▶ SELECTED TEXT
This is what I intend to do: I have a line in /etc/syslog.conf which I
need to delete based on ip-address provided to me in a variable.

Forgetting that variable part for now .. this is what i want in the
grep command:

grep -suob "\*\.\* *...@172.23.62.12"

to get the byte offset to the line

*.* @172.23.62.12

The entire goal is to delete this line (and not just comment it) from
the file. I am a complete newbie to Sed but I'd ahve to create a new
file and rename it to /etc/syslog.conf? .. kinda not neat?

So, trying to use popen.

Sub-Goal:
FILE *fp = popen ("/bin/grep -soub \"\\*\\.\\* *...@172.23.62.12\"
/etc/syslog.conf", "r");

/* Just two characters */
[\"] is a single character. So is [\\].

▶ RECORDS PROVIDED

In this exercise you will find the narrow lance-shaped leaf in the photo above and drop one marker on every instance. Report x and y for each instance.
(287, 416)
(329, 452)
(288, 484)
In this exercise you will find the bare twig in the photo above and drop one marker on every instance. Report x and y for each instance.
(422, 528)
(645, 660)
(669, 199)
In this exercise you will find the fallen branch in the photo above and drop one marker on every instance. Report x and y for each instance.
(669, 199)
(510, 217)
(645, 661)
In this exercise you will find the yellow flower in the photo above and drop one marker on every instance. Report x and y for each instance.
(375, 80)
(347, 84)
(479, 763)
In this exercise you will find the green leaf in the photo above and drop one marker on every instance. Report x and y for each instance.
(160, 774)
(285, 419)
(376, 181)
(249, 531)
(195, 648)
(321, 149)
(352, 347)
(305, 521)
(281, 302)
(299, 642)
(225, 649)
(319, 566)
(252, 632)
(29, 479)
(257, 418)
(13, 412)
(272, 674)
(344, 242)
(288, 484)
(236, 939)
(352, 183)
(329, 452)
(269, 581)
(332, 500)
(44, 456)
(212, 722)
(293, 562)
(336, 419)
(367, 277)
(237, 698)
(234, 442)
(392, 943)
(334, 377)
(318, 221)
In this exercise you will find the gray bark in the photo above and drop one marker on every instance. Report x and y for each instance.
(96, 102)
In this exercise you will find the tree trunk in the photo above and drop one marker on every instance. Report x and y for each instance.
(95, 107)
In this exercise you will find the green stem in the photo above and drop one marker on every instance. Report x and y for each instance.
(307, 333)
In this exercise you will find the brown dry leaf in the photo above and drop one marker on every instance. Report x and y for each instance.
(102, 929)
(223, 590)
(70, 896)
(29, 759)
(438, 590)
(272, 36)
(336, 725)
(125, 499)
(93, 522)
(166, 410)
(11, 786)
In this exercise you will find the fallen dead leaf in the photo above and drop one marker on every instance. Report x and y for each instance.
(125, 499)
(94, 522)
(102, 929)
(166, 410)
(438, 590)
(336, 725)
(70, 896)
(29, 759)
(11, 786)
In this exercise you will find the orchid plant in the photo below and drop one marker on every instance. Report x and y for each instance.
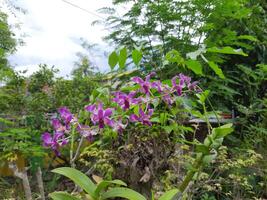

▶ GIVEN TASK 1
In the text about deleting a syslog.conf line, list each single-letter option passed to grep in the command that begins "grep -suob".
▶ GIVEN TASK 2
In the text about deleting a syslog.conf line, rewrite the paragraph beginning "The entire goal is to delete this line" in fewer words, keeping its main facts.

▶ EXPECTED OUTPUT 1
-s
-u
-o
-b

▶ EXPECTED OUTPUT 2
The aim is to remove the line from the file entirely, not comment it out. The writer, new to Sed, asks whether this means creating a new file and renaming it to /etc/syslog.conf, which seems untidy.